| DO THIS |
Write down each entry again, exactly as it reads.

| AVAILABLE DATA |

++++++++++

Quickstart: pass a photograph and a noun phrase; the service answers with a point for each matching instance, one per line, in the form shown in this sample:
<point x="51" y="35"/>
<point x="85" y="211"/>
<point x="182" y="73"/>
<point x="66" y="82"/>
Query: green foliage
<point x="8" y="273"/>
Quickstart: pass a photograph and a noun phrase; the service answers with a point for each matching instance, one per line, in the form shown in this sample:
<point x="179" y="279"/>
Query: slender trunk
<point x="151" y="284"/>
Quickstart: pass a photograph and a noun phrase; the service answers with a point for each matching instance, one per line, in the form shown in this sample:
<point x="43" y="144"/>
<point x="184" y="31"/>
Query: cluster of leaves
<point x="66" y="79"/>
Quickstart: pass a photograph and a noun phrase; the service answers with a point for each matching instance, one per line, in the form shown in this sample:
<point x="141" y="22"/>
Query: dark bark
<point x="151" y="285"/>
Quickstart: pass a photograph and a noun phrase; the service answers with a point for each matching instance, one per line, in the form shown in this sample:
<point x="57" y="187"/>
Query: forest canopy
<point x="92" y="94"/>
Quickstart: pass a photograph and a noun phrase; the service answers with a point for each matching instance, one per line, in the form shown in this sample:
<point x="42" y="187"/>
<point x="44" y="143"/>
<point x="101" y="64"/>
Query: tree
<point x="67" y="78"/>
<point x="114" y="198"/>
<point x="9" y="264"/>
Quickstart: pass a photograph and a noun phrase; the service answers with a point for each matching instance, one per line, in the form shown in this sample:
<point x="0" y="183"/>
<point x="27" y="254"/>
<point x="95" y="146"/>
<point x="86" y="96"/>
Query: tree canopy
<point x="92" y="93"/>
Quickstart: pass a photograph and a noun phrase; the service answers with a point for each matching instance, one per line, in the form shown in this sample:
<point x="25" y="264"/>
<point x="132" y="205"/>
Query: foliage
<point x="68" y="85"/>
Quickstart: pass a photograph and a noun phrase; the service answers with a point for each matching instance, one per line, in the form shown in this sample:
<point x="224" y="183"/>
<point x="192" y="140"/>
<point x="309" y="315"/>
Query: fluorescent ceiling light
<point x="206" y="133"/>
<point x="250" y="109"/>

++++++++++

| ANSWER TO THIS PROBLEM |
Quickstart: pass a photograph and a noun phrase; the service answers with a point for each matching instance, one per line, in the form shown in this sample:
<point x="51" y="35"/>
<point x="85" y="211"/>
<point x="182" y="73"/>
<point x="66" y="82"/>
Query: green foliage
<point x="8" y="273"/>
Quickstart: pass a photograph and a noun phrase; the service answers with a point for each matching instance, one per line, in the form shown in this sample:
<point x="179" y="279"/>
Query: slender trunk
<point x="151" y="284"/>
Quickstart: pass a photograph and a noun phrase; the service answers with a point for each matching instance, one per line, in the form shown in this sample:
<point x="43" y="144"/>
<point x="184" y="31"/>
Query: cluster of leaves
<point x="66" y="79"/>
Quickstart: pass a photograph and a noun phrase; the service answers with a point for each matching instance, one per line, in the form shown in this sample:
<point x="141" y="22"/>
Query: dark bark
<point x="151" y="285"/>
Quickstart: pass a photograph and a noun phrase; the service answers with a point for each matching instance, one per line, in the form shown in this sample:
<point x="57" y="187"/>
Query: forest canopy
<point x="92" y="94"/>
Quickstart: pass a photograph and a noun phrase; the service answers with a point for each matching instance, one per line, in the form shown in this sample:
<point x="42" y="187"/>
<point x="44" y="143"/>
<point x="101" y="64"/>
Query: tree
<point x="67" y="78"/>
<point x="114" y="198"/>
<point x="9" y="264"/>
Quickstart: pass a photograph and a noun phrase; the service answers with a point for each matching instance, one per line, in the form shown in this sample:
<point x="0" y="183"/>
<point x="27" y="254"/>
<point x="95" y="146"/>
<point x="86" y="96"/>
Query: tree canopy
<point x="92" y="93"/>
Quickstart: pass a photograph and a noun phrase; the service answers with a point for each matching instance, one per line, in the form shown in this sample:
<point x="25" y="264"/>
<point x="132" y="205"/>
Query: foliage
<point x="68" y="85"/>
Quickstart: pass a photograph and a noun phrase; the service answers with a point for each matching instance, one per line, in the form shown in this sample:
<point x="224" y="183"/>
<point x="192" y="140"/>
<point x="309" y="315"/>
Query: fluorescent ceiling light
<point x="206" y="133"/>
<point x="250" y="109"/>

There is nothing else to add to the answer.